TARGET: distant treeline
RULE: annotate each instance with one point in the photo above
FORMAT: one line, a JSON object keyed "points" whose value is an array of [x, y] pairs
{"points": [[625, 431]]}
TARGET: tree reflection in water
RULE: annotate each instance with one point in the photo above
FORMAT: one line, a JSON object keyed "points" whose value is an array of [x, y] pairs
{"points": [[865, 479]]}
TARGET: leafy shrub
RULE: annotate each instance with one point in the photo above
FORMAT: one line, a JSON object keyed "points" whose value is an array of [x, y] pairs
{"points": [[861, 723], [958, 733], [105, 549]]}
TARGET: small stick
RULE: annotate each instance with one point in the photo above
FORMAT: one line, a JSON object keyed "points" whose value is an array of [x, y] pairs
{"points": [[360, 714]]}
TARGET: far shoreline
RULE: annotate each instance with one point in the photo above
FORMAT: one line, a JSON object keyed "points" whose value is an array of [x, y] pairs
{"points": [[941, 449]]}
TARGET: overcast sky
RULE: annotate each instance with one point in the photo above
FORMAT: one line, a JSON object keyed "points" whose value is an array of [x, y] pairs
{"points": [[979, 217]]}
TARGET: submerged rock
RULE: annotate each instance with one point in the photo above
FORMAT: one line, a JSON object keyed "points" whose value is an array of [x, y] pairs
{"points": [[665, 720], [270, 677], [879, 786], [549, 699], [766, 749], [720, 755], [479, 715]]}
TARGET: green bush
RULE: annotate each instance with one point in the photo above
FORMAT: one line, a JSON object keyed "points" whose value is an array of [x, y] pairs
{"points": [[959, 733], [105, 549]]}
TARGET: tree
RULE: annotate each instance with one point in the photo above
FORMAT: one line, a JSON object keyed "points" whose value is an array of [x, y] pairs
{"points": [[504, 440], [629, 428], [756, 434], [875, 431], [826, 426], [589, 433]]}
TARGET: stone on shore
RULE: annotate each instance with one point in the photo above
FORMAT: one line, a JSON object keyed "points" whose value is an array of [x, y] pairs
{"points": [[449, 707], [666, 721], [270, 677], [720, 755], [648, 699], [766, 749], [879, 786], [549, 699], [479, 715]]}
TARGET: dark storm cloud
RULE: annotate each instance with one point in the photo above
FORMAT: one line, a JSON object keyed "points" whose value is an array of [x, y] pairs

▸ Description of the task
Would you output the material above once more, exactly as given?

▸ Response for this exercise
TARGET: distant treeline
RULE: annotate each instance with one point in the photo above
FORMAT: one line, a JSON object keyed "points" whose value is an array of [x, y] pairs
{"points": [[625, 431]]}
TARGET: tree reflection in water
RULE: annotate each instance with one point in the photo above
FORMAT: one line, a JSON object keyed "points" whose value is an array of [x, y] pairs
{"points": [[865, 479]]}
TARGET: leafy shrub
RULE: annotate each instance with one point in the photo above
FORMAT: one line, a JSON object keyed "points" whose value is an array of [x, y] pairs
{"points": [[861, 723], [958, 733], [105, 549]]}
TARGET: small stick
RULE: annotate each instance with one point in the photo above
FORMAT: one line, a JSON object keyed "points" whose value is an array of [x, y] pairs
{"points": [[360, 714]]}
TARGET: far shoreline
RULE: annotate each instance with one point in the photo above
FORMAT: one line, a JSON object keyed "points" whose value is an array of [x, y] pairs
{"points": [[941, 449]]}
TARGET: overcast sky
RULE: annotate each instance with one point in the photo above
FORMAT: one line, a JSON object keyed "points" whose value is an array of [x, y] pairs
{"points": [[979, 217]]}
TARGET: submerged rock
RULE: annotate each instance with one point in the photo above
FORMAT: one line, a JSON object keyed "points" whose value is an array of [x, y] pairs
{"points": [[665, 720], [270, 677], [879, 786], [549, 699], [766, 749], [720, 755], [479, 715]]}
TARGET: green bush
RULE: annotate each instance with one point in the photo above
FORMAT: one line, a JSON object keyed "points" whose value is an array of [x, y] pairs
{"points": [[959, 733], [105, 549]]}
TARGET: tree
RULE: annotate each instance with one point in the photo above
FORMAT: one line, a JSON object keyed "points" whose value is an array of [x, y] pairs
{"points": [[504, 440], [629, 428], [756, 434], [875, 431], [826, 426], [589, 433]]}
TARGET: stone on shore
RULE: annotate each instance with one point in the photo above
FORMAT: one line, a JSON object keyed "points" whose value is an array of [x, y] pairs
{"points": [[449, 707], [666, 721], [270, 677], [720, 755], [648, 699], [766, 749], [879, 786], [549, 699], [479, 715]]}
TARGET: dark storm cloud
RULE: annotate each instance with one point in the photo above
FORMAT: one line, a JSON object keyed "points" whose value is an array of [x, y] pairs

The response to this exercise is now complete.